■ PROBLEMA BREVE A
Reproduce literalmente las líneas de los registros desde la primera hasta la línea que contiene "top-left (19, 16), bottom-right (93, 159)", incluida esta última.

■ TEXTO MOSTRADO

El chapopote que afloraba en buena parte de Rancho La Brea era indicio de que enormes yacimientos de petróleo se encontraban en el subsuelo. Por lo que Allan Hancock comenzó a rentar sus tierras para la extracción de petróleo y al poco tiempo formó su propia compañía petrolera La Brea Oil.

 

En este momento, el negocio del asfalto pasó a segundo término y cientos de pozos de petróleo comenzaron a proliferar por toda la región. Hancock comenzó a amasar una increíble fortuna y se volvió toda una estrella en la región, tocaba el violonchelo en la Orquesta Sinfónica de Los Ángeles, formó un club de yates y fue mecenas de las universidades. Incluso, mantuvo interés en la enorme cantidad de huesos asfaltados que afloraban en sus terrenos y de los cuales nada se sabía.

 

Estos huesos comenzaron a ser estudiados por el geólogo William Orcutt en 1901, el cual reconoció que este material no correspondía a vacas y caballos, sino a las osamentas fosilizadas de animales fantásticos como tigres dientes de sable, lobos terribles y perezosos gigantes. Estos descubrimientos lo llevaron a buscar más localidades en Rancho La Brea junto con su colega M. Anderson y para 1905 encontraron un verdadero tesoro, mucho más valioso que el oro negro.

 

Éste era un depósito que contenía una mayor proporción de fósiles que de asfalto y mostraba el enorme potencial por desarrollar un proyecto paleontológico en forma. Por lo que iniciaron un proyecto de mayores dimensiones con el afamado paleontólogo John Merriam de la Universidad de California, Berkeley.

■ PROBLEMA BREVE B
Escribe la continuación del texto sobre Rancho La Brea a partir de su última oración.

■ MATERIAL PROPORCIONADO

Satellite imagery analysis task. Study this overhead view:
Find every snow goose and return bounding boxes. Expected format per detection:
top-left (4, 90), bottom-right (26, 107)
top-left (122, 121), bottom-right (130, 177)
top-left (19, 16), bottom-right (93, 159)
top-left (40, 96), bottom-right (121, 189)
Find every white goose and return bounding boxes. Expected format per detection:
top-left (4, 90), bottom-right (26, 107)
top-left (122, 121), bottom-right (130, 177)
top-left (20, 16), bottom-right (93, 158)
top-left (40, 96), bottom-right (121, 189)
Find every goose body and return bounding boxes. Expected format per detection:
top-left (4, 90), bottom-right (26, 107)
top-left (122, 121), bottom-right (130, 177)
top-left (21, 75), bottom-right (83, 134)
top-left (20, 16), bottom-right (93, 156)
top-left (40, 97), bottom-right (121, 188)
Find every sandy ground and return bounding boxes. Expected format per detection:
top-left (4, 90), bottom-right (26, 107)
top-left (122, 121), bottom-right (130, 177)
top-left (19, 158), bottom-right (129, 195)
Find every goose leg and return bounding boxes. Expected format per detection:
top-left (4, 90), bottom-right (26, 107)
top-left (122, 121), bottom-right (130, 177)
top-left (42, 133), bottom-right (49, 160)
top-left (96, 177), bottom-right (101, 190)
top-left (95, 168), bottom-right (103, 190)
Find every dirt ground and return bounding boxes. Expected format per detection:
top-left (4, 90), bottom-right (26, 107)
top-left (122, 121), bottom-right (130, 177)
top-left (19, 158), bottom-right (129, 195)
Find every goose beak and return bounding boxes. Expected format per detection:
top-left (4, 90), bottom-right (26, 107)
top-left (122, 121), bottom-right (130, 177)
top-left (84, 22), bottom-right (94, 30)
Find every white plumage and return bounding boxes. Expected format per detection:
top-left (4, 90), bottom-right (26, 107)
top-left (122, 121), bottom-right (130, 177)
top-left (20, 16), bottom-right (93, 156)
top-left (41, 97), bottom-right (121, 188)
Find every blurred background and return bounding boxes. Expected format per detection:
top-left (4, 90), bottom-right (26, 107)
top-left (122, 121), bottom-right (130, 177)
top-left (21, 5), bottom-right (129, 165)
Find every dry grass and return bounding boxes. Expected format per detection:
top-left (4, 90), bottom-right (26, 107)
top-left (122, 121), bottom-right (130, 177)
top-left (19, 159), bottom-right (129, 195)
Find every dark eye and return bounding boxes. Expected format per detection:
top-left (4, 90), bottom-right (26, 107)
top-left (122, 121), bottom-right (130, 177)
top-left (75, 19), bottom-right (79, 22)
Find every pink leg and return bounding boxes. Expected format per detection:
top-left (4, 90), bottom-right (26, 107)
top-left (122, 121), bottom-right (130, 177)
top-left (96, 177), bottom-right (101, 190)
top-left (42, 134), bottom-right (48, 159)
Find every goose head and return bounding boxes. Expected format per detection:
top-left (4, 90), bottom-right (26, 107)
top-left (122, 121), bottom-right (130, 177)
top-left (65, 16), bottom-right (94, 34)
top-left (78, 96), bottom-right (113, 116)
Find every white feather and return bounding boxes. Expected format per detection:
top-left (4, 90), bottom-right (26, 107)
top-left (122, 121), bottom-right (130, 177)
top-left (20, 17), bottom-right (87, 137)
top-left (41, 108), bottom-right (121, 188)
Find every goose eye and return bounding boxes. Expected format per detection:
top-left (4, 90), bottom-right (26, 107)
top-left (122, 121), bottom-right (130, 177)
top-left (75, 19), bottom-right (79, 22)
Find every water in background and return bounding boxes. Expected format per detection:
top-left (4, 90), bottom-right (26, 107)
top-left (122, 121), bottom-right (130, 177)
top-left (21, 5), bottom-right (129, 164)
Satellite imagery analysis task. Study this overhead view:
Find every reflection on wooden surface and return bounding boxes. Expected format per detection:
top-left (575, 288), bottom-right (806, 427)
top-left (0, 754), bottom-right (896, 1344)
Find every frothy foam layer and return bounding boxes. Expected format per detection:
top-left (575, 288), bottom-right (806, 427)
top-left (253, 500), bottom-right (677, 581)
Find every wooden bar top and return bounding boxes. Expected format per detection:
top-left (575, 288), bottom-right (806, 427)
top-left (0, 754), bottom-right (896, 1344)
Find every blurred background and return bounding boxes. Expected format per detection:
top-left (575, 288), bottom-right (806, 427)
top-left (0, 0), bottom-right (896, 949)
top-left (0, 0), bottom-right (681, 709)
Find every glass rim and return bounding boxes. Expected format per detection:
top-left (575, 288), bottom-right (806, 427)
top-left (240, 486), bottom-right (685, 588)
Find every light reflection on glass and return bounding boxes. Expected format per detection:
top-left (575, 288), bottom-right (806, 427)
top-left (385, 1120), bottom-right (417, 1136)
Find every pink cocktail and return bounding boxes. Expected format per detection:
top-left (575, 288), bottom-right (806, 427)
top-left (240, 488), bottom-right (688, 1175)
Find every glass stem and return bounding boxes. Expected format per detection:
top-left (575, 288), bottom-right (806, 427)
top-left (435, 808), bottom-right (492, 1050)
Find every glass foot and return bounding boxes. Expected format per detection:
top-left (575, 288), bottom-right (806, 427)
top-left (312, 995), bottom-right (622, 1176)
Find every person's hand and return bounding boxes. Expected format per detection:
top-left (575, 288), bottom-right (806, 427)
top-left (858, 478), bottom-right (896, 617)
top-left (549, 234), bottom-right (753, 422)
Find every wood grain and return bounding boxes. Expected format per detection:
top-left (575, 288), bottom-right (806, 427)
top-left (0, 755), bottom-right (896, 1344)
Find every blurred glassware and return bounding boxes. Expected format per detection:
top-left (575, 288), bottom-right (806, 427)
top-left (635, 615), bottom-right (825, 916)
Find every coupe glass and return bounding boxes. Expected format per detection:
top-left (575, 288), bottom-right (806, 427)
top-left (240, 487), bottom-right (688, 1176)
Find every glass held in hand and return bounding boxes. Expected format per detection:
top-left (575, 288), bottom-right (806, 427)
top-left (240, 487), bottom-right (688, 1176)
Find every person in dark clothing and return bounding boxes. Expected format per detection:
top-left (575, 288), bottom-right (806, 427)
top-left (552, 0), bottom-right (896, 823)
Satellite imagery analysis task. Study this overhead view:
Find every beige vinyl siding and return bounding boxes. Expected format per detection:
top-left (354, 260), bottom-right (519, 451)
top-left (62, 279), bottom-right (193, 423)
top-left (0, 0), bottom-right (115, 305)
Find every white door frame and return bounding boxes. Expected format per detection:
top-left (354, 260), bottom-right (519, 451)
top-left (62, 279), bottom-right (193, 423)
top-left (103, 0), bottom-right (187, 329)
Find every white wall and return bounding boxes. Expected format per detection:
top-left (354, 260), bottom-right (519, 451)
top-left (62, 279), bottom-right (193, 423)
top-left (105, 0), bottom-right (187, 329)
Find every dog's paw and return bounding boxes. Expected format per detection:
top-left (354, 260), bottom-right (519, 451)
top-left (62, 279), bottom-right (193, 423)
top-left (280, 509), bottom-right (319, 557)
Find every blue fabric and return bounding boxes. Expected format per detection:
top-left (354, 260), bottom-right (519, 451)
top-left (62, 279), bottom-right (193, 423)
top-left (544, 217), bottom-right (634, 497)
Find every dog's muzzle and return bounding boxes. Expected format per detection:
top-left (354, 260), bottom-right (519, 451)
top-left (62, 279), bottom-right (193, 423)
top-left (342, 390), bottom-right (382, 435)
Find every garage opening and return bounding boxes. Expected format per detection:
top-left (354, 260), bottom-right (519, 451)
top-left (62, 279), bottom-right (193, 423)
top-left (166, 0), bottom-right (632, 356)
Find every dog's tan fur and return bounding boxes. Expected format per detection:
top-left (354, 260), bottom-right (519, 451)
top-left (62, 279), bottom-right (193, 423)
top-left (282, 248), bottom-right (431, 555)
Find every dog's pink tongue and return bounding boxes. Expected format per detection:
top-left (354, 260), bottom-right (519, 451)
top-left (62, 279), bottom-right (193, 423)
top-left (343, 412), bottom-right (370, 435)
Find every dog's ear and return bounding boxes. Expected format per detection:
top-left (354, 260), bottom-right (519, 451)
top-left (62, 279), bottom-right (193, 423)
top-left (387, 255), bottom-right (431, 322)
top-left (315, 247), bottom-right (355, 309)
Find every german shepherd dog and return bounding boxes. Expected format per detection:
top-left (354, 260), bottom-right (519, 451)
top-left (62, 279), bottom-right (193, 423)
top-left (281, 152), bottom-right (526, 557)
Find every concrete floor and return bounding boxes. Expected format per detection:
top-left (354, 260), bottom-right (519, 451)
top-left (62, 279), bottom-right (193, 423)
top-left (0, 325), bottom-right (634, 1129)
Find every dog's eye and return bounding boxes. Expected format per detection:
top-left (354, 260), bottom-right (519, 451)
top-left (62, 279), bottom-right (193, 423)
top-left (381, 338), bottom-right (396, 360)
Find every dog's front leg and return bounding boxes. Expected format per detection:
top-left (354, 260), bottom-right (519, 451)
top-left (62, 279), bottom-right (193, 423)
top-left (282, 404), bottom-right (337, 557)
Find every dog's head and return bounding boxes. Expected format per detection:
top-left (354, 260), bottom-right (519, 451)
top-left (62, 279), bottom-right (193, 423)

■ RESULTADO A
Satellite imagery analysis task. Study this overhead view:
Find every snow goose and return bounding boxes. Expected format per detection:
top-left (4, 90), bottom-right (26, 107)
top-left (122, 121), bottom-right (130, 177)
top-left (19, 16), bottom-right (93, 159)

■ RESULTADO B
Una vez iniciado este proyecto paleontológico, el primero en su tipo en toda California, otras universidades y escuelas comenzaron a participar con Berkeley. Fue entonces que el zoólogo Gilbert, un profesor de secundaria, inició la colecta de estos mamíferos fósiles, utilizando la energía inagotable de sus estudiantes.

 

Gilbert consiguió en muy poco tiempo que la comunidad entera de Los Ángeles se interesara por la exhumación de estas antiguas bestias y atrajo financiamientos importantes para continuar con sus excavaciones. Él, junto con sus estudiantes de secundaria, inició la excavación del depósito más rico en fósiles, Academy Pit, en 1910, de donde extrajeron cientos de fósiles de caballos, camellos, perezosos gigantes, bisontes y, una increíble cantidad de lobos y tigres dientes de sable.

 

Sus descubrimientos fueron tan importantes que marcaron el inicio de lo que luego sería la colección de vertebrados en los museos de Rancho La Brea y el Museo de Historia Natural de Los Ángeles.

 

Lo que hacía medio siglo atrás era un rancho olvidado del viejo oeste, ahora era un terreno fértil de ciencia. Profesores, paleontólogos, estudiantes de secundaria y niños con sus madres iban y se tiraban pecho tierra por horas, raspando cuidadosamente el asfalto que embebía a cientos de miles de fósiles. Tan solo entre 1913 y 1915 se abrieron 96 sitios de excavación y se colectaron cerca de 750 mil especímenes fósiles de animales y plantas.

 

Los visitantes iban y venían entre cada uno de los «proyectos» -bloques de chapopote atascados de fósiles-, cargando baldes y carretillas. Trazando con cada ida y vuelta senderos glamurosos llenos de historias. Con la mirada enfocada en sus pasos negros y pegajosos, esperando a que se asomara una estrella sobreviviente de la última era de hielo. Entonces, con esa que podría ser una estrella tan diminuta como un roedor o tan enorme como la defensa de un mamut se reconstruían historias similares a estas.

 

A finales del Pleistoceno, en el centro de lo que hoy es el condado de Los Ángeles, se extendía un gran valle dominado por pastizales con algunas zonas boscosas en las montañas perimetrales. Dentro del valle afloraba un sistema de ciénegas, charcos misteriosos de agua turbulenta y somera que con frecuencia burbujeaban despidiendo aromas extraños; sin embargo, ofrecían una fuente casi inagotable de agua, incluso en la temporada más árida, por lo que sus visitantes sedientos se arriesgaban a beber un par de sorbos de estos.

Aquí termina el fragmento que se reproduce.